_EXERCISE GOAL_:
Pictures are to be left out, but please repeat each record exactly.

_Saved entries_:
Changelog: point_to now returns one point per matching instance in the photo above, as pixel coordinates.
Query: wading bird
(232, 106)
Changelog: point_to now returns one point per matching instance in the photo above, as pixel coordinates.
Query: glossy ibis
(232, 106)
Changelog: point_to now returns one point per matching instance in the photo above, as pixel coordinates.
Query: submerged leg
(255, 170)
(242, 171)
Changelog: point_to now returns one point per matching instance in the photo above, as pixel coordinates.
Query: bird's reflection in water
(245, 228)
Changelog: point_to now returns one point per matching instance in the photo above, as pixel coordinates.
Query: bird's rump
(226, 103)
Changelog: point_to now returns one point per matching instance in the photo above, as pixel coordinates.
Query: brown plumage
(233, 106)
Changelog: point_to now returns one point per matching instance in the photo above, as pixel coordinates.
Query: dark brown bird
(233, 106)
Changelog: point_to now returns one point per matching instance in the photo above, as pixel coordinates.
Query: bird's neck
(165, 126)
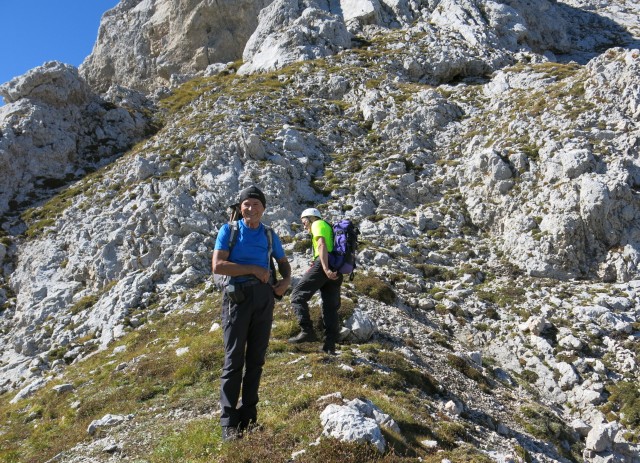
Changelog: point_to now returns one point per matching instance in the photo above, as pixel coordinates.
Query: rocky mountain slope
(488, 150)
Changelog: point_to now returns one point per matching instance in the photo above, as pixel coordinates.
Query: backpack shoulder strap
(233, 234)
(269, 231)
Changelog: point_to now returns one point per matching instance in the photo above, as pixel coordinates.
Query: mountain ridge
(463, 182)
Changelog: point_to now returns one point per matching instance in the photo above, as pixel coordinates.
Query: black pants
(315, 279)
(247, 328)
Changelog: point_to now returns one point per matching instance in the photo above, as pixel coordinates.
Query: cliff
(488, 151)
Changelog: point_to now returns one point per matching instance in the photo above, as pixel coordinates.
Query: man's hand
(280, 288)
(331, 274)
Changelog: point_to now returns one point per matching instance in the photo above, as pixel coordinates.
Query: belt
(252, 282)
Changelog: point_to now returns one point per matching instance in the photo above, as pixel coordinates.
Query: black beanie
(253, 192)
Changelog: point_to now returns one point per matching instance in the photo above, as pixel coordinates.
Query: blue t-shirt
(252, 245)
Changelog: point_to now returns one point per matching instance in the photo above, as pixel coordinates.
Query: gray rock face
(481, 190)
(142, 43)
(54, 125)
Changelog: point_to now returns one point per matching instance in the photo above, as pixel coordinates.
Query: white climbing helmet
(311, 212)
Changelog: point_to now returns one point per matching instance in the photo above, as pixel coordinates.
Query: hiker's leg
(330, 293)
(257, 343)
(235, 324)
(312, 280)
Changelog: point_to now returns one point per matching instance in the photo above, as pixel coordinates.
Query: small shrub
(375, 288)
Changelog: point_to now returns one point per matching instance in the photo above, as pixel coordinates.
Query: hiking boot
(230, 433)
(303, 336)
(329, 350)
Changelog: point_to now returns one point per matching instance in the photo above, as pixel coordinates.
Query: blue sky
(35, 31)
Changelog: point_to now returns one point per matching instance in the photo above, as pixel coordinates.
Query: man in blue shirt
(247, 311)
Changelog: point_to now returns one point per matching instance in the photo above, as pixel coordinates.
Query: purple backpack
(345, 245)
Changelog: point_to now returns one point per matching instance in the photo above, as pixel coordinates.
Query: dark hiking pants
(247, 328)
(315, 279)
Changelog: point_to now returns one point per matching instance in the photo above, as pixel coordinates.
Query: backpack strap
(233, 237)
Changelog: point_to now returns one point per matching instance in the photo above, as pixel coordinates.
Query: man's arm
(284, 268)
(222, 266)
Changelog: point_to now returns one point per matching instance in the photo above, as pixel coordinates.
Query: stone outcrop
(142, 44)
(54, 127)
(494, 181)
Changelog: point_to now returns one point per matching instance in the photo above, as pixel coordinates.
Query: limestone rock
(142, 44)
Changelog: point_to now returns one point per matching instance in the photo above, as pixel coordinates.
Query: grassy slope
(174, 400)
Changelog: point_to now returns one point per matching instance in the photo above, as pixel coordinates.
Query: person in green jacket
(318, 277)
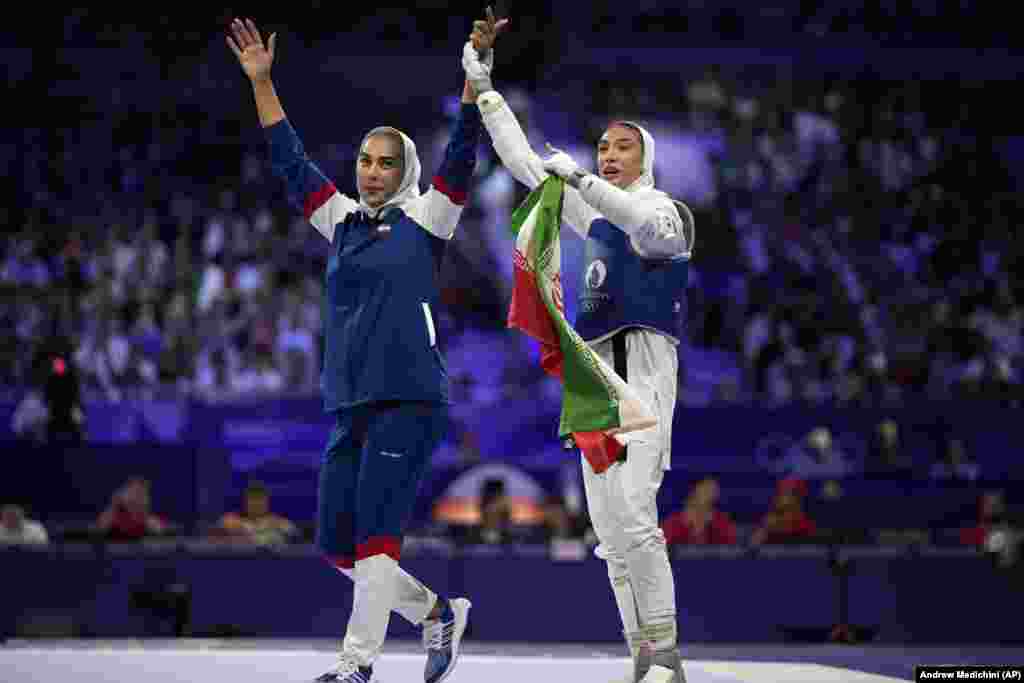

_COMPLETED EXERCISE_:
Changelog: point_to now returns one point per matching instance in the photo above, as pixel coordinates.
Query: wading bird
(232, 106)
Changelog: point_to now returns one point per matching instance in the photo above, as pixel coordinates.
Query: glossy ibis
(232, 106)
Changelog: point_to now returns one point per matching instance in the photo above, as pixel coordinates.
Query: submerged leg
(255, 170)
(242, 171)
Changelog: point_to now returns one point per matching instance in the photo above, as pixel coordinates.
Query: bird's reflection in water
(245, 228)
Changelog: point_to now returns one point per matching instance in the photo above, as pixel coordinates.
Query: bird's rump
(226, 103)
Changelog: point_to now returns one point per matching instance in the photo above, as pixel coordinates.
Query: brown plumage
(233, 106)
Changelog: point_to now returns one point per matching instance in the photo above, as pixel coordinates.
Query: dark brown bird
(233, 106)
Changelog: point_to now returns one point per matching instance in the photo above, as pixel coordinates.
Query: bird's neck
(165, 126)
Changelog: point_to now returns one point per matching instance in the photo above, as pixel coordinates.
Query: rocky mountain slope
(488, 150)
Changelog: point_to now returns one point per matching instance in the photo above, as pixel coordinates.
Query: backpack shoulder strap
(233, 234)
(269, 231)
Changelog: point_to now returns one point per matching instance in the photo above, as pixel coordinates.
Query: mountain ridge
(463, 182)
Changelog: point_to now returns one point per matching instance in the photo above, as pixel coordinates.
Query: black pants
(315, 279)
(247, 328)
Changelog: point_to now returns one point per matching instance in the photo above, as pixel coordinates.
Query: cliff
(488, 151)
Changelog: point_to now returns one point per matching instance in the photo above, as pixel coordinates.
Query: man's hand
(280, 288)
(331, 274)
Changelog: point_to now returns one point per matching instance in the photo above, as pixel coordinates.
Query: belt
(252, 282)
Changelog: point_to now returns one point per matching instance in the photo above, as pixel coordinates.
Query: black beanie
(253, 192)
Changelog: point_to now returns one point per matching instance in the photo above, as pixel coordinates.
Query: blue t-shirt
(252, 245)
Changelog: point_to now returns one point per matching instance in the photo above, as pixel coordinates.
Query: gray rock face
(481, 190)
(142, 43)
(54, 125)
Changelog: point_to now returns one point per matching instance in the photo above, as pixel coordinates.
Query: white climbing helmet
(311, 212)
Changelog: point_to now returns one point per matching instance in the photo above, as pixel coordinates.
Query: hiker's leg
(330, 293)
(257, 343)
(235, 324)
(312, 280)
Changelog: point_to now returns one point per matching instance in the photo above, as pixel coordinates.
Query: small shrub
(375, 288)
Changelog: point_to now returns one point per matching instance in the photo above, as pixel coordinates.
Query: hiking boot
(230, 433)
(303, 336)
(329, 350)
Changelog: point_to now returns one point per matching instance in the photo above, as pixel coordinates.
Query: blue sky
(35, 31)
Changelog: point_to now returns one point per matching instance in the photo above, as pixel coordinates.
Query: man in blue shirt
(247, 311)
Changelog: point_to now returns one point per matching instance in the photo above, as pixel coordinates.
Query: purple backpack
(345, 245)
Changelog: point_to now returns one point per matching instance in the photo above, as pixel coordinates.
Query: dark hiking pants
(247, 328)
(315, 279)
Changelog: point_to now returns one point per matching instance in the photo above, as pixel coordinates.
Query: backpack strap
(233, 237)
Changelog: point_to now returns one point per matching instance in the photo above, as pixel coordinates.
Query: man's arm
(284, 268)
(222, 266)
Changelog: point_to now returns one point per matching instance in the photo above, as pixel coordinates.
Query: stone outcrop
(142, 44)
(54, 127)
(494, 181)
Changelog: point_to now returns one point per matching instance in the photo above, as pixel coordinates.
Query: limestone rock
(142, 44)
Changelog: point_to now returns one point per matching instance in the photo above, as pixel coordinates.
Query: grassy slope
(174, 400)
Changelog: point_to now returns one point per matching instance in the photo above, as pixel coordinates.
Query: person in green jacket
(318, 277)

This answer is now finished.